(Beginning of Records supplied)

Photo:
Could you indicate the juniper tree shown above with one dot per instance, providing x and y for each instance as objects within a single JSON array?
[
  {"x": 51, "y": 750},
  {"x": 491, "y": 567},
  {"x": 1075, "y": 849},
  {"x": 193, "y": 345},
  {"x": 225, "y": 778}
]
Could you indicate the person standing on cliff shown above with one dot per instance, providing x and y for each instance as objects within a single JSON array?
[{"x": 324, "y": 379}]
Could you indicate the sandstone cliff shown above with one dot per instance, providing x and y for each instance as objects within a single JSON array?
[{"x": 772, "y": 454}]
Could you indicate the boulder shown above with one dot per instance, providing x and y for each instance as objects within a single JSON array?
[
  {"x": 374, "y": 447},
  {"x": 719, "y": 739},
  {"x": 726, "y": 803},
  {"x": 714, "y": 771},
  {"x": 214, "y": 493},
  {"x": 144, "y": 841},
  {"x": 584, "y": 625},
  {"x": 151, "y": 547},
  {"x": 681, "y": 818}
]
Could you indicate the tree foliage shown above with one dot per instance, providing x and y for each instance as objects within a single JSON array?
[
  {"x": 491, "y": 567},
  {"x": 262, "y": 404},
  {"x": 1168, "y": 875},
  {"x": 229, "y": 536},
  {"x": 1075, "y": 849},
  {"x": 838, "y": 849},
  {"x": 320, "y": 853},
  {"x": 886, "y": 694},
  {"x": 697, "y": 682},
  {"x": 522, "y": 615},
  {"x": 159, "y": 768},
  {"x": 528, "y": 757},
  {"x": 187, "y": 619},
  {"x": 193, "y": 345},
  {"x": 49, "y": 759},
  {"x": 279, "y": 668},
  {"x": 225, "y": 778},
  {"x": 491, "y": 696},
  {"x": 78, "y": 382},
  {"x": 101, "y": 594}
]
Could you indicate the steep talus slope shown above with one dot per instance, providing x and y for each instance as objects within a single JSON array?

(End of Records supplied)

Please give the full set of data again exactly.

Photo:
Could you indicate the juniper tree shown above with one dot per instance, providing x and y for each instance as objects within a single JSON array?
[
  {"x": 51, "y": 750},
  {"x": 491, "y": 567},
  {"x": 1075, "y": 849},
  {"x": 193, "y": 345},
  {"x": 225, "y": 778}
]
Could you indicate the person standing on cliff shown above with one dot per instance, providing x and y for each instance as objects within a single JSON array?
[{"x": 324, "y": 379}]
Could you indicate the sandstone cliff shown above with one dot per instance, providing x and y for each instance as objects within a single JSON array?
[{"x": 772, "y": 454}]
Could you indicate the boulder shown above with one dot per instance, providing x and y for each instance as objects within a single JSON array?
[
  {"x": 374, "y": 447},
  {"x": 719, "y": 739},
  {"x": 726, "y": 803},
  {"x": 714, "y": 771},
  {"x": 214, "y": 493},
  {"x": 144, "y": 841},
  {"x": 584, "y": 625},
  {"x": 151, "y": 547},
  {"x": 681, "y": 818}
]
Could you indicate the tree foliage shown above with one dot per instance, providing x and y for each instance as objects within a single JSON array?
[
  {"x": 491, "y": 567},
  {"x": 262, "y": 404},
  {"x": 1168, "y": 875},
  {"x": 229, "y": 536},
  {"x": 1075, "y": 849},
  {"x": 838, "y": 849},
  {"x": 320, "y": 853},
  {"x": 886, "y": 694},
  {"x": 697, "y": 682},
  {"x": 522, "y": 615},
  {"x": 159, "y": 768},
  {"x": 528, "y": 757},
  {"x": 187, "y": 619},
  {"x": 193, "y": 345},
  {"x": 49, "y": 759},
  {"x": 279, "y": 668},
  {"x": 225, "y": 778},
  {"x": 491, "y": 696},
  {"x": 78, "y": 382},
  {"x": 101, "y": 594}
]
Could you indicate the steep talus slope shown above with one dot per instance, providing x and y for each instance as objects within a single JSON array?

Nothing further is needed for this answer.